◆ Task data ◆
####################
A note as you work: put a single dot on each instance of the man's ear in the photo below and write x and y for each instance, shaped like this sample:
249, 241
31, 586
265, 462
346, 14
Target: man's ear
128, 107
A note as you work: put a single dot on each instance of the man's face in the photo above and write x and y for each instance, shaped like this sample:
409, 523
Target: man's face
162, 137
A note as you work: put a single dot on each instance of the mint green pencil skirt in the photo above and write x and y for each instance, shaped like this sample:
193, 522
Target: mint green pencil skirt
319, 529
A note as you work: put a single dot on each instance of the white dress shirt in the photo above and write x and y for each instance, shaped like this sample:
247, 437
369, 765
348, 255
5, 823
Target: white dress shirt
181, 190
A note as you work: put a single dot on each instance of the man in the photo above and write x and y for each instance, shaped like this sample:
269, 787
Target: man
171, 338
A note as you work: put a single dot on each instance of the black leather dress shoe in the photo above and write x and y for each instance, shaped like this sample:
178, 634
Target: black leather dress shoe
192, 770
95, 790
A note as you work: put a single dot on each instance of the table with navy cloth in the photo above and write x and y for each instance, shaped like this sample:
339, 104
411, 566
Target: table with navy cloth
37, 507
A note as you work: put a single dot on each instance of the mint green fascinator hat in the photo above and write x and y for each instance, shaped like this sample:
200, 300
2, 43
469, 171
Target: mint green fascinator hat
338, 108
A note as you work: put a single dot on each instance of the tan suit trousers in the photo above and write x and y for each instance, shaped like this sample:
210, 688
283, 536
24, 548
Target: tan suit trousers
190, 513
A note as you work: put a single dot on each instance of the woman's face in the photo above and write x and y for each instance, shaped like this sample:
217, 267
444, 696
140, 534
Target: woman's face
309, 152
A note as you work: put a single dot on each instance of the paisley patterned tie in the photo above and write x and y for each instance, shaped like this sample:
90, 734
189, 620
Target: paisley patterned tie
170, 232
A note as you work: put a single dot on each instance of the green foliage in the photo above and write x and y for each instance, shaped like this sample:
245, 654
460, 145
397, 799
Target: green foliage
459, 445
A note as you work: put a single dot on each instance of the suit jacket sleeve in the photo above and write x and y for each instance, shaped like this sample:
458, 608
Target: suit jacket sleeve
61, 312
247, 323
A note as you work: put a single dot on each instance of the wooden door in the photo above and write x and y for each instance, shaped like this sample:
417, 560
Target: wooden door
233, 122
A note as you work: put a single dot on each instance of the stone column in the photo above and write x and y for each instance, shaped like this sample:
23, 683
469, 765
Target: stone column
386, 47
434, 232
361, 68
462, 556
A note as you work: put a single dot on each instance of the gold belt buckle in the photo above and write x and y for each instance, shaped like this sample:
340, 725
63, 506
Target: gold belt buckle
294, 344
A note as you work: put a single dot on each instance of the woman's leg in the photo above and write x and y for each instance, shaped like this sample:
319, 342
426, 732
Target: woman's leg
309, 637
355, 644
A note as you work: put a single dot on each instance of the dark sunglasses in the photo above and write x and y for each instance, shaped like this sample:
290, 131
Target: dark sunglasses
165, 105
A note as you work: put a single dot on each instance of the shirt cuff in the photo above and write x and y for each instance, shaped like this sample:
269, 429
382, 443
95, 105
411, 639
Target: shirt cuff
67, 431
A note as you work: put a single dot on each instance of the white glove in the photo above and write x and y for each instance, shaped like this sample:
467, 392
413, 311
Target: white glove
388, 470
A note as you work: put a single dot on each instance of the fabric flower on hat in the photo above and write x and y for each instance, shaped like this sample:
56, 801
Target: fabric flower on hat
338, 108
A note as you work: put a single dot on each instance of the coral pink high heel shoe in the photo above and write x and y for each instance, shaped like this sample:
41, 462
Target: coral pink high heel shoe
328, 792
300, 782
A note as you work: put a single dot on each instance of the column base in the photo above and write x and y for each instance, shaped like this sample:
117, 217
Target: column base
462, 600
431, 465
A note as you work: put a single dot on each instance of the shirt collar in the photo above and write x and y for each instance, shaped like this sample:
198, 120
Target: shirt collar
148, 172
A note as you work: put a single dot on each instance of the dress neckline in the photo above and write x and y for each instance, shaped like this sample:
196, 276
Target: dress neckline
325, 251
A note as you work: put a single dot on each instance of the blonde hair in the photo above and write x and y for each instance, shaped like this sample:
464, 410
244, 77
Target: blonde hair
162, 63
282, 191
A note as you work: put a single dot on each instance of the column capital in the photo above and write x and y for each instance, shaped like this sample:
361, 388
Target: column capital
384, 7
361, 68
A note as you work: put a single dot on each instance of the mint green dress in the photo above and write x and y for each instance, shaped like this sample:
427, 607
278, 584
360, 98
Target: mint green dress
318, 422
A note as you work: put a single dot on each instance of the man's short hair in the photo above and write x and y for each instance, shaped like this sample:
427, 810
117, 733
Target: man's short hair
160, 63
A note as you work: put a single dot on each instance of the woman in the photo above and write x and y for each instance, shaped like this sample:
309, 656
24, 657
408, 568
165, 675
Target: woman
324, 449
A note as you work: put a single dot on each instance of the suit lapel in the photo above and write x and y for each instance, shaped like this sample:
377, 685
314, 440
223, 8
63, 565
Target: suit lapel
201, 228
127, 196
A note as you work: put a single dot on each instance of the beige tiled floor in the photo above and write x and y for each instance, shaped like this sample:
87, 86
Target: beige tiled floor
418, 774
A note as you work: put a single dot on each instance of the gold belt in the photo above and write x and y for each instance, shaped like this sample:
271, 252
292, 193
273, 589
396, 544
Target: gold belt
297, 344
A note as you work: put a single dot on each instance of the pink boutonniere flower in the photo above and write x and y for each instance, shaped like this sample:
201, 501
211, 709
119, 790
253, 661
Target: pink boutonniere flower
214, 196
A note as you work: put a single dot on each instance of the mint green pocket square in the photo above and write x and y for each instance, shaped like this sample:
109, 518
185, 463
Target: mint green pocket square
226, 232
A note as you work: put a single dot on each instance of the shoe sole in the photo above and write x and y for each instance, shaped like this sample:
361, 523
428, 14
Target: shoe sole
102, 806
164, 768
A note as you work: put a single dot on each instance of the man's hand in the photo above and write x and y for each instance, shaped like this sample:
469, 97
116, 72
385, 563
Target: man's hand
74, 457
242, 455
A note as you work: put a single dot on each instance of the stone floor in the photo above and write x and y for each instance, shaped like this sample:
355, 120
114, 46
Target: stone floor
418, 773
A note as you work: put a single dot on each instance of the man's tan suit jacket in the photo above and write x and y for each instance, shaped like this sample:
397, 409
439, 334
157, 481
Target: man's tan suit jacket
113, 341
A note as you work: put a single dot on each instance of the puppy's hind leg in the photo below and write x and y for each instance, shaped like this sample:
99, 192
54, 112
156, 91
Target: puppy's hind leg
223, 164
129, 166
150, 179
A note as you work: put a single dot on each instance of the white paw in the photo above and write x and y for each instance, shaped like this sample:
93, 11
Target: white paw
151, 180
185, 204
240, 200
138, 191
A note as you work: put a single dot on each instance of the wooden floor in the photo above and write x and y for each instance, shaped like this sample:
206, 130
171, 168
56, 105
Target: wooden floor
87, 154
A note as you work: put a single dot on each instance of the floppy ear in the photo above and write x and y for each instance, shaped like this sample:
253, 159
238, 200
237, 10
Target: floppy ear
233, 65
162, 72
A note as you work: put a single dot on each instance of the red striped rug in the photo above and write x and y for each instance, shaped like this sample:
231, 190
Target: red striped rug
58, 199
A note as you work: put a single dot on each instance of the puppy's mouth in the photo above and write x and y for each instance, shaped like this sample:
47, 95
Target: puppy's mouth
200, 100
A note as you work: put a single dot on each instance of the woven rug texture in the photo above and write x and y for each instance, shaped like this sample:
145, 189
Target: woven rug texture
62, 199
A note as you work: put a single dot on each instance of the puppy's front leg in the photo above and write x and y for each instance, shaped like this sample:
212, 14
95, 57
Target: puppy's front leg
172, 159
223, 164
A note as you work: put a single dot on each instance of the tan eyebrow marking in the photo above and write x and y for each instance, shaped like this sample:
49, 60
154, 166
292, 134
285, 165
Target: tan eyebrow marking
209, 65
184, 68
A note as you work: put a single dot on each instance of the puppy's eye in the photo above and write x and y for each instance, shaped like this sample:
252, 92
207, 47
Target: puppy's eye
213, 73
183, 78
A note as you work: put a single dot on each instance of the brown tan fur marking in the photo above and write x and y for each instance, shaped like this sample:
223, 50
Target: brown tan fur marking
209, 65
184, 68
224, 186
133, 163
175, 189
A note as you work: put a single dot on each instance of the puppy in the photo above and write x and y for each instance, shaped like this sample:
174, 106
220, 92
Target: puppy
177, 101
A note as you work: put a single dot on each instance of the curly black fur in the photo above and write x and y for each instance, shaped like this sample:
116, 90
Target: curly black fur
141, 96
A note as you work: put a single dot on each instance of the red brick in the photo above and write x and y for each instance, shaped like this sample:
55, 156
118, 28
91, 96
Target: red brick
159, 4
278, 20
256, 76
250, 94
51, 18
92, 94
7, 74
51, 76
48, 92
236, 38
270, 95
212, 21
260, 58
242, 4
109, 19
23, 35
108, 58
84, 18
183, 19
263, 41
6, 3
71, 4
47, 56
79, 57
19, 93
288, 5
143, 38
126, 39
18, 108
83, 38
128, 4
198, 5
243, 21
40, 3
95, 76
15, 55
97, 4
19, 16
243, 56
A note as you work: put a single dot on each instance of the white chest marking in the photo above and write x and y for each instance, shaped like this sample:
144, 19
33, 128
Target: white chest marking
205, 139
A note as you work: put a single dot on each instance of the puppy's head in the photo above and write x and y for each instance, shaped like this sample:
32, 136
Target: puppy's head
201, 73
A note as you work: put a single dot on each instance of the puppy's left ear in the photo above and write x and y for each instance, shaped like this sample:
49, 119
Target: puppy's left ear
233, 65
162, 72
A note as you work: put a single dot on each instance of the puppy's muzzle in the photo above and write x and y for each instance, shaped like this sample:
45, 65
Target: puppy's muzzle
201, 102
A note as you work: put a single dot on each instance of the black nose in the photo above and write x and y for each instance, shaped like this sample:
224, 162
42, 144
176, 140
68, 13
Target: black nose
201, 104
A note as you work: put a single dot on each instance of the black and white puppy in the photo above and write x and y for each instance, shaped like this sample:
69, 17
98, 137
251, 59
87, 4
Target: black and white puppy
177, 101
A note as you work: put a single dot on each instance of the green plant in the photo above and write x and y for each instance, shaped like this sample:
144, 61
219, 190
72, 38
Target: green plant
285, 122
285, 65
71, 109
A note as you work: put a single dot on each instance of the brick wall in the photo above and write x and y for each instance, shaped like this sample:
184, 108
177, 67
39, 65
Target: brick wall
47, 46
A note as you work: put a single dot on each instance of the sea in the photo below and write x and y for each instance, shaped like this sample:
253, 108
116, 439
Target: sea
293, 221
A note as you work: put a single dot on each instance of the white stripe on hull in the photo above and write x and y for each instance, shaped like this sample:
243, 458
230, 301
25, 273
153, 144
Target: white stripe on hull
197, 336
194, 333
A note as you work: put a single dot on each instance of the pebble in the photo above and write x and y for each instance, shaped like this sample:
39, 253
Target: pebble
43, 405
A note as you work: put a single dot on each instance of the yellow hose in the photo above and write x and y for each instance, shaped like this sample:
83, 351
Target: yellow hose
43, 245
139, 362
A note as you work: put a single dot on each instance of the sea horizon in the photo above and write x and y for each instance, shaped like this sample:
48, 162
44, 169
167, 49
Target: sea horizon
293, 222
####################
◆ Assignment ◆
Go through the entries above and count each line that contains the string "below". Reply only with the total.

◆ Final answer ◆
3